Consigne A
Répondez à ces questions sur le texte extrait consacré aux élections en Afrique :
(i) Quel président le peuple malawite a-t-il puni en juin 2020 ?
(ii) Depuis combien d'années Edgar Lungu présidait-il la destinée de la Zambie ?
(iii) Par quelle partie du continent le vent nouveau a-t-il commencé à souffler ?

Texte extrait
Les pratiques électorales montrent, depuis plusieurs années, qu’en Afrique, un chef d’État en exercice ne perd jamais les élections qu’il organise. Mais depuis un an, un vent nouveau semble souffler sur le continent, en commençant par sa partie australe. Après le peuple malawite qui a puni, en juin 2020, son Président, Peter Mutharika, c’est le peuple voisin de la Zambie qui a décidé de suivre ses pas, en boutant dehors, par la voie des urnes, celui qui présidait sa destinée depuis six ans, Edgar Lungu. Puisqu’il n’y a jamais deux sans trois, il n’est donc pas exclu de voir cet exemple essaimer.

Consigne B
Dans les entrées, remplacez « rough mask » par « draft mask » de la ligne qui contient « Segmentation task: every » jusqu'à celle qui contient « box: [791, 318, 832, 401] », ces deux lignes comprises. Redonnez uniquement ces lignes, sans rien y changer d'autre.

Entrées fournies
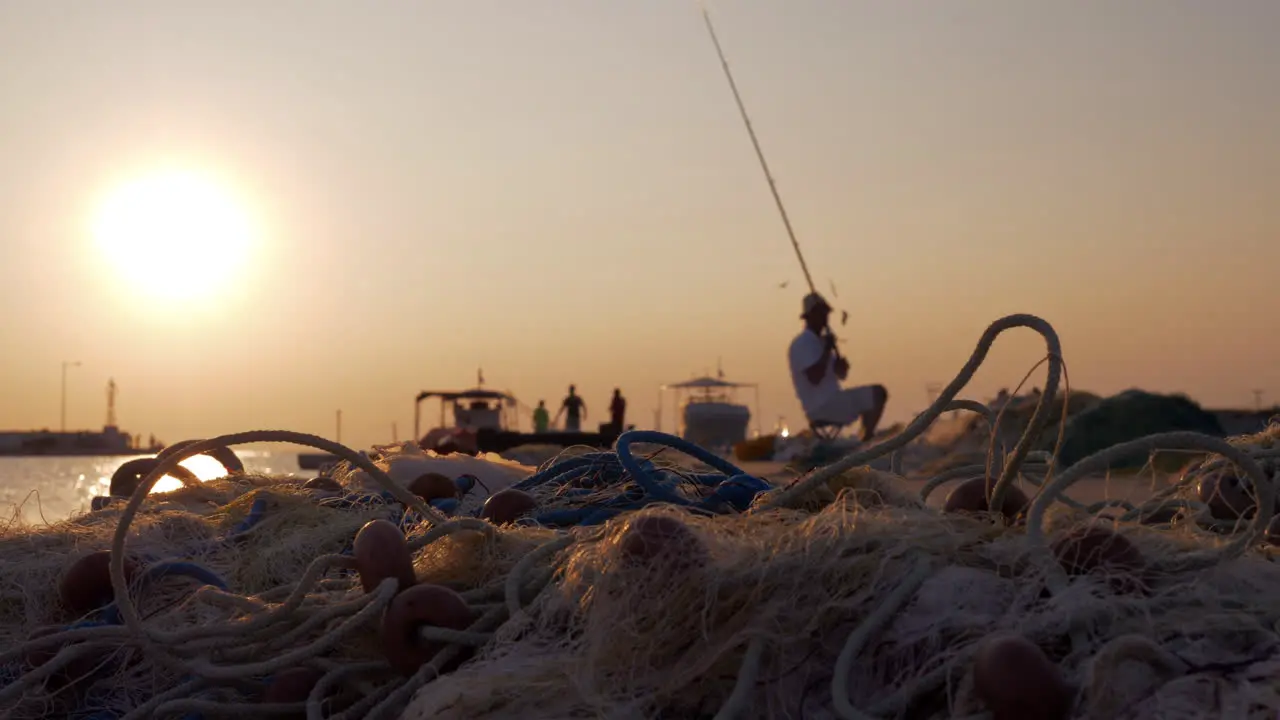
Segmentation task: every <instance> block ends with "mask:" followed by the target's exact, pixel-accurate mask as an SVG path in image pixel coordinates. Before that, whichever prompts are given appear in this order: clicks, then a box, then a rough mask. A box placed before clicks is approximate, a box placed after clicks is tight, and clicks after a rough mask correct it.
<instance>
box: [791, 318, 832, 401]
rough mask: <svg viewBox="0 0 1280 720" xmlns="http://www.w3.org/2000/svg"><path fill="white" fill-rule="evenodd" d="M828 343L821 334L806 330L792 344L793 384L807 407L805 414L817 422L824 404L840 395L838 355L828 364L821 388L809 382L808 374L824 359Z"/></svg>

==

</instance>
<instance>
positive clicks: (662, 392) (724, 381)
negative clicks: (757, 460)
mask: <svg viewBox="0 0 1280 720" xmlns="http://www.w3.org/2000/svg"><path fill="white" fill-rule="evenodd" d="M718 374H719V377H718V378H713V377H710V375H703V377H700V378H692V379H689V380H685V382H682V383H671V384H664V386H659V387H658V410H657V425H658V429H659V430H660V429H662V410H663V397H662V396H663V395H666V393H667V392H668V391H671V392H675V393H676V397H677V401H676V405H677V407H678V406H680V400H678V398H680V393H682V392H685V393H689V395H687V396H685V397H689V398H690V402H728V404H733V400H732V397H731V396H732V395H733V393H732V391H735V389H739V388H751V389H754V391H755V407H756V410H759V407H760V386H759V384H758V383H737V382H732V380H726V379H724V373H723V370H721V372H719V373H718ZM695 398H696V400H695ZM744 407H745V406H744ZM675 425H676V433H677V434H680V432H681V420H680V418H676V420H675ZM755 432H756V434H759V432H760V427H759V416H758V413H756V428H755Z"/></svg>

Votre réponse A
(i) Peter Mutharika.
(ii) Depuis six ans.
(iii) Par sa partie australe.

Votre réponse B
Segmentation task: every <instance> block ends with "mask:" followed by the target's exact, pixel-accurate mask as an SVG path in image pixel coordinates. Before that, whichever prompts are given appear in this order: clicks, then a box, then a draft mask. A box placed before clicks is approximate, a box placed after clicks is tight, and clicks after a draft mask correct it.
<instance>
box: [791, 318, 832, 401]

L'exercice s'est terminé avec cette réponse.